---- STORED DATA
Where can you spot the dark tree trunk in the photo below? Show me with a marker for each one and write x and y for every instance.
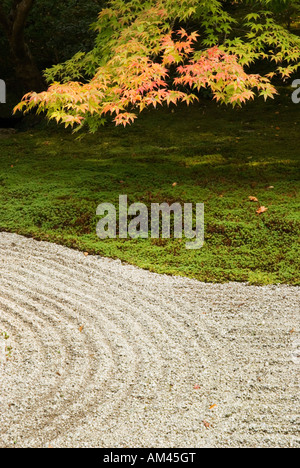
(13, 25)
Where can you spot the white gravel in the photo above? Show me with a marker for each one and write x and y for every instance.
(160, 361)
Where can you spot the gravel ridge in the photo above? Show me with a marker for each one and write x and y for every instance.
(95, 353)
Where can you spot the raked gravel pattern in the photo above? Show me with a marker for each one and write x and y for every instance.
(94, 353)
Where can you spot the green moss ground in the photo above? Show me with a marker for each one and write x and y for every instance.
(51, 184)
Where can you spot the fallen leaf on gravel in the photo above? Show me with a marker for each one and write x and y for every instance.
(261, 210)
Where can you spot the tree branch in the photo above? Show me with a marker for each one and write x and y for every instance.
(4, 20)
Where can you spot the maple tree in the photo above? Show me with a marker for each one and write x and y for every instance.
(146, 54)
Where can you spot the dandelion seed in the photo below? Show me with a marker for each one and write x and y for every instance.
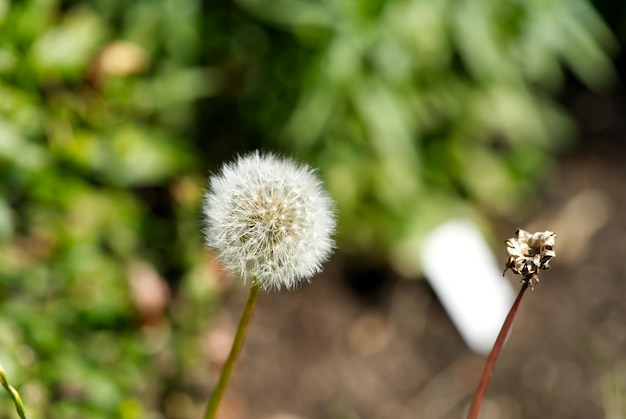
(269, 220)
(530, 253)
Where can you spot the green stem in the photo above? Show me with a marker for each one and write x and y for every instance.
(17, 400)
(227, 370)
(493, 356)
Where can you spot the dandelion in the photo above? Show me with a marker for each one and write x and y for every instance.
(528, 255)
(270, 222)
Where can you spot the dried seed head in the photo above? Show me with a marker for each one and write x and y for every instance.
(530, 253)
(269, 220)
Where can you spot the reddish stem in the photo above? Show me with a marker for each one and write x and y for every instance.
(493, 356)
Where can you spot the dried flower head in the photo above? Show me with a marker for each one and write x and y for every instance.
(269, 220)
(530, 253)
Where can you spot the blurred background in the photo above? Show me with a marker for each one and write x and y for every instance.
(112, 114)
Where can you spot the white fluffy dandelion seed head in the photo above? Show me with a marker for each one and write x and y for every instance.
(269, 220)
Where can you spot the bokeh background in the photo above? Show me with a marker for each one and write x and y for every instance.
(112, 114)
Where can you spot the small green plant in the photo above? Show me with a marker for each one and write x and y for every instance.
(17, 400)
(270, 222)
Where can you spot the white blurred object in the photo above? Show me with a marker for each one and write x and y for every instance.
(464, 274)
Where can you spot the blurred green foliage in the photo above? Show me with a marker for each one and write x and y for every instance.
(111, 112)
(417, 111)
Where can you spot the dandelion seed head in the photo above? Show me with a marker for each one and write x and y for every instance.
--------
■ **INSTRUCTIONS TO FOLLOW**
Pictures excluded, quote all the data above exactly.

■ **OUTPUT OF THE TASK**
Where can you spot the dark tree trunk in the photo below? Show me with a marker for each one and write x and y for every instance.
(13, 25)
Where can you spot the white gravel in the photo above? Show me with a marker for each one and write x and y for every instance.
(160, 361)
Where can you spot the gravel ridge in the photo above? Show me with a marker for each one and write x and y for every instance.
(95, 353)
Where can you spot the raked gravel pattern in the photo above? Show me with a marker for each one and write x and y for every instance.
(94, 353)
Where can you spot the green moss ground in the photo above? Show me with a marker for each one and write x and y for every instance.
(51, 184)
Where can you spot the fallen leaf on gravel in the photo above? Show me with a marker for each one and write x and y for every instance.
(261, 210)
Where can you spot the tree branch in the photo above? Show me with a marker for each one and write x and y for every instance.
(4, 20)
Where can you spot the maple tree in the photo above? Show me with a marker for each one and write x and y for every instance.
(146, 54)
Where can you spot the dandelion seed in the photo below? Show me with a marker for each one and write x and y for every instance.
(269, 220)
(530, 253)
Where can you spot the green stem in the photo above? Show me with a marker for each one and write x and y for every instance.
(17, 400)
(227, 370)
(493, 356)
Where can you spot the dandelion in the photo above? Show me with a marker for each one and write x and y for every instance.
(528, 255)
(270, 222)
Where can you spot the dried seed head in the photo above? Show me with a marker for each one and write x and y for every instance.
(530, 253)
(269, 220)
Where can you spot the reddish stem in the photo above? Show me with a marker for each one and write x and y for every instance.
(493, 356)
Where can you spot the dried flower head in the photo above? Show me with a marker for each one and write x and y for every instance.
(269, 220)
(530, 253)
Where can you spot the blurred background in the photo above? Show me with a marker for each one and write x and y for every instance.
(112, 114)
Where can you spot the white fluffy dandelion seed head in the photo above? Show me with a marker for each one and write x and y for every instance.
(269, 220)
Where can you spot the bokeh background in the photo above? Show me with a marker for each one and write x and y for every instance.
(112, 114)
Where can you spot the small green plant in the photo above? Show me with a marker for each one and write x and y for every instance.
(17, 400)
(270, 222)
Where can you spot the white blurred object in the photo above? Show me with a marker for each one and write x and y for every instance.
(464, 274)
Where can you spot the blurred green foliage in the photo above? Show me with a marker for each one and write x and y for every instance.
(111, 112)
(417, 111)
Where can you spot the dandelion seed head in the photo above? Show me with a marker for each one and write x and y for every instance.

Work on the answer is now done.